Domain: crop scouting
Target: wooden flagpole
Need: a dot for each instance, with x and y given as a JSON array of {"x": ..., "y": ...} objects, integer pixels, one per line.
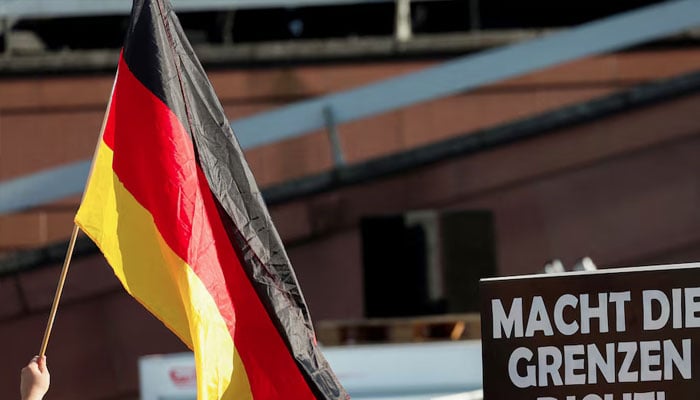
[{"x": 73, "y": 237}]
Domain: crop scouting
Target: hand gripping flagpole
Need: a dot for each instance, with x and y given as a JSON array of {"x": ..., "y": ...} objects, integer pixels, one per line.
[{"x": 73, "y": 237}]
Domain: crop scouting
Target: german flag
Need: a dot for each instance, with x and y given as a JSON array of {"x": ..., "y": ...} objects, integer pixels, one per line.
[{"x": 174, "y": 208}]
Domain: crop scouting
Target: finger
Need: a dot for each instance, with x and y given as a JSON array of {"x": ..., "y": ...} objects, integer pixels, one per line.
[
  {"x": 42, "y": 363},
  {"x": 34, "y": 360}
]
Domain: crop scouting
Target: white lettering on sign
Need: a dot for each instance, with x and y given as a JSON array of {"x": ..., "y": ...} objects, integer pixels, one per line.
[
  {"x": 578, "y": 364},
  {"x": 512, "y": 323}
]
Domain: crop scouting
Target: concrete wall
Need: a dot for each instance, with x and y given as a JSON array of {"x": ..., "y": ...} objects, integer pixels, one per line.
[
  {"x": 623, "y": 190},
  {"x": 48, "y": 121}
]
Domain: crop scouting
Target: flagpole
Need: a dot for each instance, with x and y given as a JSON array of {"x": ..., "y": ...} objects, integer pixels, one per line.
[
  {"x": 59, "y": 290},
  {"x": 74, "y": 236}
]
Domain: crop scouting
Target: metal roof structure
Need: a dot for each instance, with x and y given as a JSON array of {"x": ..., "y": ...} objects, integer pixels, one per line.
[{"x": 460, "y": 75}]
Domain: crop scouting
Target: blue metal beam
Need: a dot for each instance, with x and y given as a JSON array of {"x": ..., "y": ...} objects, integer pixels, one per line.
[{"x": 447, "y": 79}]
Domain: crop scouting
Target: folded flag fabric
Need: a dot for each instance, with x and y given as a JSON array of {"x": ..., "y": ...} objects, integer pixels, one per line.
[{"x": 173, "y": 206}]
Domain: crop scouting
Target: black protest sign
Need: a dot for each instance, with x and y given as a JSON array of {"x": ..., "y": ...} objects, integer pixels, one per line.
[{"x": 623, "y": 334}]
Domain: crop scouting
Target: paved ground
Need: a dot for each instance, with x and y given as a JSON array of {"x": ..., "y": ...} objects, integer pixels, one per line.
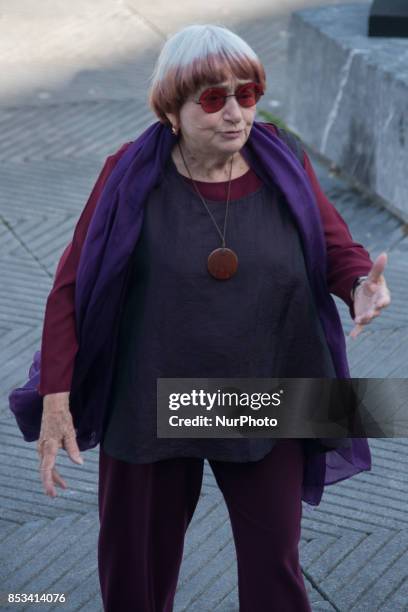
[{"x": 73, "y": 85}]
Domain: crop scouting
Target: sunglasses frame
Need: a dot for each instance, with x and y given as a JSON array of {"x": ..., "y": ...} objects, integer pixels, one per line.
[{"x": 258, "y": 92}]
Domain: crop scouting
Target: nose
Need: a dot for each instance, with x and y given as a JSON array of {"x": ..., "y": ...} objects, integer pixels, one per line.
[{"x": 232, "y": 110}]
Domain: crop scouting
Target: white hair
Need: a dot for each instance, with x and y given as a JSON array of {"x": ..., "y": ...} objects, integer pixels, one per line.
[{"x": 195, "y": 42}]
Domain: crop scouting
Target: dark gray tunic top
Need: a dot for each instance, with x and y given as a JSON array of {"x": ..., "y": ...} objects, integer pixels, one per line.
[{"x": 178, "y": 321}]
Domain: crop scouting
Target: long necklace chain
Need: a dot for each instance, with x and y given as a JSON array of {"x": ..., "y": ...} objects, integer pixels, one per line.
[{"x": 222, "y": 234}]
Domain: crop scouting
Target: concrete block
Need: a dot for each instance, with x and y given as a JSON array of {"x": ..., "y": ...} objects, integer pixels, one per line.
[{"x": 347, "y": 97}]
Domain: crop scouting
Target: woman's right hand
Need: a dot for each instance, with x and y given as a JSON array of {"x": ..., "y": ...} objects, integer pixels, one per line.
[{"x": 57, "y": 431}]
■ ■ ■ ■ ■
== Exercise ==
Reproduce all of the material exactly, apart from the pictures.

== Solution ==
Domain: crop scouting
Target: wooden flagpole
Need: a dot for each instance, with x and y given as a JSON array of {"x": ..., "y": ...} objects, integer pixels, one per line.
[{"x": 73, "y": 237}]
Domain: crop scouting
Target: hand gripping flagpole
Need: a dot for each instance, with x and y given as a JSON array of {"x": ..., "y": ...} objects, integer pixels, one per line.
[{"x": 73, "y": 237}]
Domain: crop scouting
Target: german flag
Need: a dot for each instance, with x and y given as a JSON array of {"x": ..., "y": ...} objects, integer pixels, one per line.
[{"x": 174, "y": 208}]
Domain: crop scouting
Target: finger
Need: a dot for each instance, with x and y given as a JSON array of {"x": ..., "y": ...} objects, integer pixels, one per line.
[
  {"x": 42, "y": 363},
  {"x": 34, "y": 360}
]
Domain: crop scouting
Target: white lettering on sign
Need: a dot for each instance, with x and y given as a JSON array of {"x": ..., "y": ...} objects, integer pixels, one per line.
[
  {"x": 578, "y": 364},
  {"x": 512, "y": 323}
]
Domain: crop scouting
Target: concrete wall
Need: a dot for each instance, with x and y given as a JSON array of {"x": ..., "y": ...} objects, integer pixels, one per line.
[
  {"x": 623, "y": 190},
  {"x": 48, "y": 121}
]
Domain: crop scouting
Target: flagpole
Need: a dot for each instance, with x and y given as a JSON array of {"x": ..., "y": ...} objects, integer pixels, one per line.
[
  {"x": 59, "y": 290},
  {"x": 74, "y": 236}
]
Domain: crop scouting
Target: metal roof structure
Need: a dot for each instance, with x and y given as a JSON array of {"x": ..., "y": ...} objects, integer pixels, one per line.
[{"x": 460, "y": 75}]
Domain: crop scouting
Target: blue metal beam
Need: a dot for each instance, with x and y given as a JSON array of {"x": ..., "y": ...} objects, integer pixels, one per line.
[{"x": 447, "y": 79}]
Domain: crop scouting
Target: folded flag fabric
Need: a dot for each instance, with x and y given as a JSON array of {"x": ..., "y": ...} objects, integer pixels, one per line.
[{"x": 173, "y": 206}]
Domain: crop scouting
Target: black protest sign
Need: a dot for each instance, with x and y given as a JSON array of {"x": ..., "y": ...} objects, integer pixels, one per line.
[{"x": 623, "y": 334}]
Domain: crop scouting
Target: paved ground
Need: a dot for each instance, with x and y given as a JSON array of {"x": ..., "y": ...} objects, integer pixels, one per line.
[{"x": 73, "y": 85}]
Domain: crop scouting
Target: sunglasses frame
Need: a dot for each instance, with x and y given as a JSON array of {"x": ..., "y": ...} objects, integer pixels, one per line.
[{"x": 258, "y": 92}]
Domain: crop scouting
Target: nose
Need: a dot for each instance, with x and y given as a JSON array of {"x": ..., "y": ...} objects, integer pixels, one per line.
[{"x": 232, "y": 110}]
Domain: crop scouting
Target: white hair
Need: a dot for each instance, with x and y given as a JSON array of {"x": ..., "y": ...} objects, integer pixels, one per line.
[{"x": 195, "y": 42}]
Domain: crop scouting
Target: dark gray tunic top
Need: a dot for each instance, with x and y given as a JSON array of {"x": ..., "y": ...} objects, integer pixels, one per line.
[{"x": 178, "y": 321}]
Domain: crop scouting
Target: long necklace chain
Need: a dot for each instance, with x and y given as a JSON array of {"x": ..., "y": ...} objects, integer pixels, one per line.
[{"x": 222, "y": 234}]
Domain: crop scouting
Target: concrete block
Need: a dot for each instance, with x and y given as a JSON array of {"x": ..., "y": ...} objects, integer pixels, one per line.
[{"x": 347, "y": 97}]
Domain: crop scouting
Target: woman's right hand
Need: a dot for each instance, with x and y given as a JSON array of {"x": ..., "y": ...} objects, integer pixels, one per line.
[{"x": 57, "y": 431}]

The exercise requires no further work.